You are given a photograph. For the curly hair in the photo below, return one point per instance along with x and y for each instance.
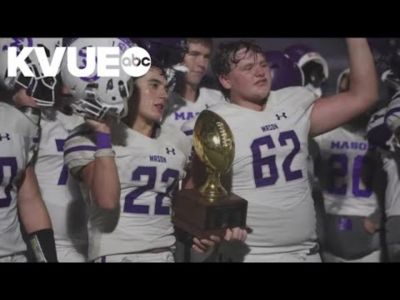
(225, 58)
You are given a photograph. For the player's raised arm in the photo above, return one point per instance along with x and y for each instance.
(331, 112)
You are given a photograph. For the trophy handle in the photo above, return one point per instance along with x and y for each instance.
(212, 189)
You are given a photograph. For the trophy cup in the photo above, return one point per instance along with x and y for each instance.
(210, 210)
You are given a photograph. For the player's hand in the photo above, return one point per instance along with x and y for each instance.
(236, 233)
(204, 245)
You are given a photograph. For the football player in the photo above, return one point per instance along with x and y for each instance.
(20, 198)
(269, 168)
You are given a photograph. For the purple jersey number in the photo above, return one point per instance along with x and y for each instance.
(151, 173)
(10, 162)
(338, 170)
(62, 180)
(259, 162)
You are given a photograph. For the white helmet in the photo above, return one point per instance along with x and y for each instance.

(WHAT TO DO):
Convert all of the lines above into a JSON list of strings, one string per line, with blank lines omitted and the pictures left out.

(SOLUTION TO THE PROBLEM):
[
  "You are given a photograph. For the curly hair in the photo below, return one point per instance along with x and y for each instance.",
  "(225, 58)",
  "You are given a photograph. For the player's raised arm in the photo above, return one point per instance along with x and y for each instance.",
  "(331, 112)",
  "You are given a photograph. For the trophy handle in the photo above, return one point per instance along with x and y for each instance.",
  "(212, 189)",
  "You are given a photograph. For the trophy cup in the photo above, return one point per instance along with x and y for each instance.",
  "(210, 210)",
  "You are given a photograph. For the player's hand in the photo above, return one point per instance along with x and y for each instance.",
  "(236, 233)",
  "(204, 245)",
  "You are given a photograph. For the football player in the photo above, return one point per instance along with x and y for each instance.",
  "(20, 198)",
  "(269, 168)",
  "You are given a photograph. For the purple jersey number in the photo above, return one point per instance along with x and y for each instance.",
  "(151, 173)",
  "(10, 162)",
  "(338, 170)",
  "(62, 180)",
  "(259, 162)",
  "You are given a photograph. For the white helmet in the photo above, return one point per instance along with x and y for each instance."
]